• _TASK REQUIREMENTS_
From the records that follow, pull out every line containing the word "below" and copy each such line in full.

## Begin

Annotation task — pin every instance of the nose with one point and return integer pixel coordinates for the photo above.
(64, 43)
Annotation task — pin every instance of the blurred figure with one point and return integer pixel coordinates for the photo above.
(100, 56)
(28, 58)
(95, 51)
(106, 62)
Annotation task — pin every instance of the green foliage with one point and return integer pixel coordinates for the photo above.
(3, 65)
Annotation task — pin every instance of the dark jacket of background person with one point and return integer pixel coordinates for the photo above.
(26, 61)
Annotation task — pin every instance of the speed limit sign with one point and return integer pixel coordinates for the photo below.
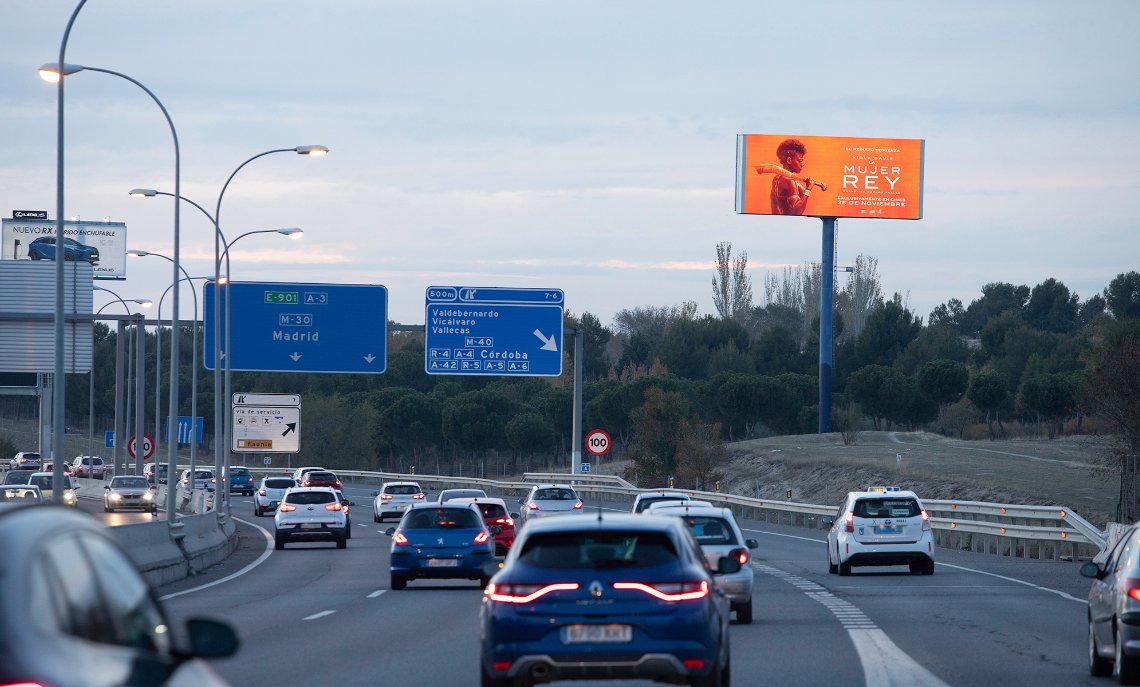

## End

• _SOLUTION FOR THIS PROBLEM_
Annotation task — pin every instance of the speed limit sign with one point and return integer pixel coordinates for the photo below.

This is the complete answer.